What to work on: Render all of the data below as a Markdown table with two columns, Row and Entry, putting each nonblank line in its own row beside its number and skipping blank lines.

Data to use:
begin

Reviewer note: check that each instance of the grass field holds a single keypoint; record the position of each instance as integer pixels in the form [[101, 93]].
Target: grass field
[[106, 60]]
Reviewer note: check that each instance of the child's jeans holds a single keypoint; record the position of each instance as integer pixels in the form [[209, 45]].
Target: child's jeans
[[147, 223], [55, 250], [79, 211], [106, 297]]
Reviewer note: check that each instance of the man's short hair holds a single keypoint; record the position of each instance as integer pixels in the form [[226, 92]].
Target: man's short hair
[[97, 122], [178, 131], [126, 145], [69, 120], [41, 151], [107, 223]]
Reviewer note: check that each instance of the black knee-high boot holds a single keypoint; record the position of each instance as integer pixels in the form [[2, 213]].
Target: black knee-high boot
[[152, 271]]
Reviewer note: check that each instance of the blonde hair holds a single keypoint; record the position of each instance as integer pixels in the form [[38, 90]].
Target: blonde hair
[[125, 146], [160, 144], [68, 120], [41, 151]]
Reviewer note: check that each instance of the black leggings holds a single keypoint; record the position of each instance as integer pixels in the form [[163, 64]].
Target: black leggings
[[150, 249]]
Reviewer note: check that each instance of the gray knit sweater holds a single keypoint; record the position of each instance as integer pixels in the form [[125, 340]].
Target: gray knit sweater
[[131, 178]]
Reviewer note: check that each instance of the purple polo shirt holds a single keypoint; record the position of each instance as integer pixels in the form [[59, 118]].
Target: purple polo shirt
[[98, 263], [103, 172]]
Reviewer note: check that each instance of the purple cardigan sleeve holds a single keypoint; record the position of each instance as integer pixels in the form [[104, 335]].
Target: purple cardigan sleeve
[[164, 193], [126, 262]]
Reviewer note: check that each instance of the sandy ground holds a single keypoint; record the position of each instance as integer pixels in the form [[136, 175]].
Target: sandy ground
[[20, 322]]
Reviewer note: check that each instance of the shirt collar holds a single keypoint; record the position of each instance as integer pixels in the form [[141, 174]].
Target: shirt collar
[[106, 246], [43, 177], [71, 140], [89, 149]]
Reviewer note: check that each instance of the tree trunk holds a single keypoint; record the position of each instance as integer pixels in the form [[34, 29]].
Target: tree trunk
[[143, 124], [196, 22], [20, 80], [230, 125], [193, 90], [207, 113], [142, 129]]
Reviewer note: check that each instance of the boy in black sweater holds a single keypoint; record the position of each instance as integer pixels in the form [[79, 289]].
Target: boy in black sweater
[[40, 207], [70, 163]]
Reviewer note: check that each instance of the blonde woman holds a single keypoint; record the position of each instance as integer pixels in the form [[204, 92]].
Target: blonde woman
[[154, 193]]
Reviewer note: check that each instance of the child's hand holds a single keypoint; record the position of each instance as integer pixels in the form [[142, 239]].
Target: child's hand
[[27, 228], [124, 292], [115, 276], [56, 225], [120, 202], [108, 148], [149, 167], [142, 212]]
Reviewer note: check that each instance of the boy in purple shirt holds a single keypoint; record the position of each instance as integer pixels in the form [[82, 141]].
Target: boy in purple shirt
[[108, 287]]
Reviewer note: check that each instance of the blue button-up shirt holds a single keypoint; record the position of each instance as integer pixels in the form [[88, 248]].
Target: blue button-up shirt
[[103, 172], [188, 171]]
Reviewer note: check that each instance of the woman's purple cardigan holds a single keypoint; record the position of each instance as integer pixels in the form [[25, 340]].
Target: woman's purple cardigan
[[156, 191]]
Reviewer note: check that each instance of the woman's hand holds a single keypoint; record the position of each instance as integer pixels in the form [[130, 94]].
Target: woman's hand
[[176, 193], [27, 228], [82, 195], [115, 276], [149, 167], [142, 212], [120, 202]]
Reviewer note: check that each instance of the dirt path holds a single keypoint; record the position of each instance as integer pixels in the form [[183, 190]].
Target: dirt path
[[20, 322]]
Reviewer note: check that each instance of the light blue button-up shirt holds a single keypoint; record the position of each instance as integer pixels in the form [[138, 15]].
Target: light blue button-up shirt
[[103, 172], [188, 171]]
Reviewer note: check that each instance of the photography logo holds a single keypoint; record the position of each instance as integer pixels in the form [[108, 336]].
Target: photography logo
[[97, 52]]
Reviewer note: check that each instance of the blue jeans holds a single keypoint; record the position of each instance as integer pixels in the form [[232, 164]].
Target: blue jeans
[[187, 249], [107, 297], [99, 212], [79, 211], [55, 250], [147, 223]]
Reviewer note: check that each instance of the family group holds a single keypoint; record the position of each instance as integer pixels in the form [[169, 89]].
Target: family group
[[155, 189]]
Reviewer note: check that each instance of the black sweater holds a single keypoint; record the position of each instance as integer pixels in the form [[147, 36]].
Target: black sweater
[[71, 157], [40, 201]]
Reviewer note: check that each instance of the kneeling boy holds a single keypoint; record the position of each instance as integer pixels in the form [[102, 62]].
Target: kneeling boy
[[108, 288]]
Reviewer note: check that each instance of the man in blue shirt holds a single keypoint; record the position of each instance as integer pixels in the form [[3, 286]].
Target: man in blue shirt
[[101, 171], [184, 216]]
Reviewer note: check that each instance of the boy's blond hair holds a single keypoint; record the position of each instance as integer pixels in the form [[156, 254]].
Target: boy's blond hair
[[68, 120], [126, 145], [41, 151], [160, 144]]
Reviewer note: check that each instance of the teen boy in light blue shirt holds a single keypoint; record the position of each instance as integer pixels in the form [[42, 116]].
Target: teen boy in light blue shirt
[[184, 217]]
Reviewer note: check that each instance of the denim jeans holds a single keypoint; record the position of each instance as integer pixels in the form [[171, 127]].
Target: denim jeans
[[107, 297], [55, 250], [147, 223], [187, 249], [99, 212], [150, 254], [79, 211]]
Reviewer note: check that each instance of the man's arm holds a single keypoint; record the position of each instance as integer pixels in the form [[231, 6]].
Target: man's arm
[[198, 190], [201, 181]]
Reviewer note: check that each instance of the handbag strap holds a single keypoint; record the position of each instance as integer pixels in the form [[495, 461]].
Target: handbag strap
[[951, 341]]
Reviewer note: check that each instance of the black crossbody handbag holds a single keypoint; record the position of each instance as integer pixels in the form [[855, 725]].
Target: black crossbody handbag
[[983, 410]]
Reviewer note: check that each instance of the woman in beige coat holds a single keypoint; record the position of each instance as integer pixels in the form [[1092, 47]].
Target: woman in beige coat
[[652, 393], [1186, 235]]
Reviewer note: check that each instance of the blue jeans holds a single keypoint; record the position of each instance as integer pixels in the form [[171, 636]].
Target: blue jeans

end

Written answer:
| Row | Entry |
|---|---|
| 1 | Reviewer note: check that each instance of the grass field holds a single keypoint; record the position of each instance as integer pixels in the form [[101, 93]]. |
| 2 | Target: grass field |
| 3 | [[106, 60]] |
| 4 | Reviewer note: check that each instance of the child's jeans holds a single keypoint; record the position of each instance as integer pixels in the form [[209, 45]]. |
| 5 | Target: child's jeans |
| 6 | [[147, 223], [55, 250], [79, 211], [106, 297]] |
| 7 | Reviewer note: check that each instance of the man's short hair holds a single keypoint; record the position of each instance as integer pixels in the form [[226, 92]]. |
| 8 | Target: man's short hair |
| 9 | [[97, 122], [178, 131], [126, 145], [69, 120], [41, 151], [107, 223]] |
| 10 | Reviewer note: check that each instance of the black knee-high boot holds a single keypoint; record the position of each instance as integer pixels in the form [[2, 213]]. |
| 11 | Target: black knee-high boot |
| 12 | [[152, 271]] |
| 13 | Reviewer note: check that each instance of the blonde hair holds a single keypoint; record the position of each instance as integer pixels in the form [[38, 90]]. |
| 14 | Target: blonde hair |
| 15 | [[125, 146], [160, 144], [68, 120], [41, 151]] |
| 16 | Reviewer note: check that each instance of the black leggings holds a single keypoint; record the position of each instance as integer pixels in the form [[163, 64]]. |
| 17 | Target: black leggings |
| 18 | [[150, 249]] |
| 19 | Reviewer note: check that each instance of the gray knit sweater holds a single keypoint; record the position of each instance as integer pixels in the form [[125, 340]]. |
| 20 | Target: gray knit sweater |
| 21 | [[131, 178]] |
| 22 | Reviewer note: check that each instance of the purple polo shirt holds a single keypoint; record the position of each instance as integer pixels in the form [[59, 118]]. |
| 23 | Target: purple polo shirt |
| 24 | [[98, 263], [103, 172]] |
| 25 | Reviewer note: check that each instance of the purple cardigan sleeve holds a single keypoint; record the position of each instance as integer pixels in the form [[104, 335]]. |
| 26 | Target: purple cardigan sleeve |
| 27 | [[164, 193], [126, 262]] |
| 28 | Reviewer note: check that each instance of the sandy ground holds a single keypoint; record the position of each instance as integer pixels in the form [[136, 175]]. |
| 29 | Target: sandy ground |
| 30 | [[20, 322]] |
| 31 | Reviewer note: check that each instance of the shirt collar holds a single keypoint; record the position of each instance as integer pixels in the form [[141, 174]]. |
| 32 | Target: shirt collar |
| 33 | [[106, 246], [43, 177], [71, 140], [89, 149]] |
| 34 | Reviewer note: check that each instance of the tree trunk holds a single keypoint; record the position of each instance as integer pixels in the form [[34, 29]]. |
| 35 | Target: tree trunk |
| 36 | [[143, 124], [196, 22], [20, 80], [230, 125], [193, 90], [207, 113], [142, 129]] |
| 37 | Reviewer note: check that each instance of the boy in black sweater holds a single keypoint; record the position of each instance as integer pixels in the form [[79, 289]]. |
| 38 | Target: boy in black sweater |
| 39 | [[40, 207], [70, 163]] |
| 40 | Reviewer note: check that each instance of the blonde woman holds a single keypoint; record the position of each instance as integer pixels in the form [[204, 92]]. |
| 41 | Target: blonde woman |
| 42 | [[154, 193]] |
| 43 | Reviewer note: check that each instance of the child's hand holds a single keypoint; record the position of each instance as integer pixels in the form [[142, 239]]. |
| 44 | Target: child's hand |
| 45 | [[27, 228], [124, 292], [115, 276], [56, 225], [120, 202], [108, 148], [149, 167], [142, 212]] |
| 46 | Reviewer note: check that each instance of the boy in purple shirt holds a single keypoint; record the position of each instance as integer pixels in the form [[82, 141]]. |
| 47 | Target: boy in purple shirt |
| 48 | [[108, 287]] |
| 49 | Reviewer note: check that each instance of the blue button-up shirt holds a single keypoint; record the position of each instance as integer pixels in the form [[88, 248]]. |
| 50 | Target: blue button-up shirt |
| 51 | [[103, 172], [188, 171]] |
| 52 | Reviewer note: check that each instance of the woman's purple cardigan holds a single keypoint; record the position of each instance as integer pixels in the form [[25, 340]]. |
| 53 | Target: woman's purple cardigan |
| 54 | [[156, 191]] |
| 55 | Reviewer note: check that each instance of the woman's hand holds a single keypoint; record the position of each instance as integer pixels in the form [[130, 94]]. |
| 56 | Target: woman's hand |
| 57 | [[176, 193], [27, 228], [82, 195], [115, 276], [149, 167], [142, 212], [120, 202]] |
| 58 | Reviewer note: check that each instance of the dirt path holds a single keypoint; record the position of each instance as integer pixels in the form [[183, 190]]. |
| 59 | Target: dirt path |
| 60 | [[20, 322]] |
| 61 | Reviewer note: check that each instance of the light blue button-up shirt holds a single keypoint; record the position of each instance as integer pixels in the form [[138, 15]]. |
| 62 | Target: light blue button-up shirt |
| 63 | [[103, 172], [188, 171]] |
| 64 | Reviewer note: check that each instance of the photography logo holds a single keypoint; record the position of each instance as integer pixels in the form [[108, 336]]. |
| 65 | Target: photography logo |
| 66 | [[97, 52]] |
| 67 | Reviewer note: check that each instance of the blue jeans holds a single keypoint; record the position of each instance as integer pixels in the form [[232, 164]]. |
| 68 | Target: blue jeans |
| 69 | [[187, 249], [107, 297], [99, 212], [79, 211], [55, 250], [147, 223]] |
| 70 | Reviewer note: check that each instance of the family group holds a single keypoint; record the position of each instance as integer pixels in the form [[169, 89]]. |
| 71 | Target: family group |
| 72 | [[155, 189]] |
| 73 | Reviewer note: check that each instance of the black sweater holds a single keypoint; record the position of each instance as integer pixels in the form [[147, 36]]. |
| 74 | Target: black sweater |
| 75 | [[71, 157], [40, 201]] |
| 76 | Reviewer note: check that each instance of the kneeling boy holds a single keypoint; record the position of each instance as integer pixels in the form [[102, 62]]. |
| 77 | Target: kneeling boy |
| 78 | [[108, 288]] |
| 79 | Reviewer note: check that each instance of the man in blue shirt holds a single keypoint; record the position of each instance as integer pixels in the form [[3, 286]]. |
| 80 | Target: man in blue shirt |
| 81 | [[101, 171], [184, 216]] |
| 82 | Reviewer note: check that each instance of the boy's blond hair holds a single keypoint; record the position of each instance as integer pixels in the form [[156, 254]]. |
| 83 | Target: boy's blond hair |
| 84 | [[68, 120], [126, 145], [41, 151], [160, 144]] |
| 85 | Reviewer note: check that each instance of the teen boy in light blue shirt holds a single keypoint; record the position of each instance as integer pixels in the form [[42, 116]]. |
| 86 | Target: teen boy in light blue shirt |
| 87 | [[184, 217]] |
| 88 | Reviewer note: check that each instance of the denim jeans holds a single keypoint; record the position of each instance as integer pixels in the form [[171, 127]]. |
| 89 | Target: denim jeans |
| 90 | [[107, 297], [55, 250], [147, 223], [187, 249], [99, 212], [150, 254], [79, 211]] |
| 91 | Reviewer note: check that each instance of the man's arm holds a single keypoint; record the position of each instance as integer pixels in the form [[231, 6]]. |
| 92 | Target: man's arm |
| 93 | [[198, 190], [201, 181]] |
| 94 | Reviewer note: check that each instance of the handbag strap holds a single keypoint; record the position of each instance as integer pixels in the form [[495, 461]]. |
| 95 | Target: handbag strap |
| 96 | [[951, 341]] |
| 97 | Reviewer note: check that each instance of the black crossbody handbag holds a single keypoint; record the position of each instance as integer pixels in the form [[855, 725]]. |
| 98 | Target: black crossbody handbag |
| 99 | [[983, 410]] |
| 100 | Reviewer note: check that each instance of the woman in beige coat holds a single keypoint; record the position of each instance as integer pixels in the form [[1092, 47]]. |
| 101 | Target: woman in beige coat |
| 102 | [[652, 393], [1186, 235]] |
| 103 | Reviewer note: check that each instance of the blue jeans holds a single keypoint; record the position of each instance as integer pixels in the form [[171, 636]]. |
| 104 | Target: blue jeans |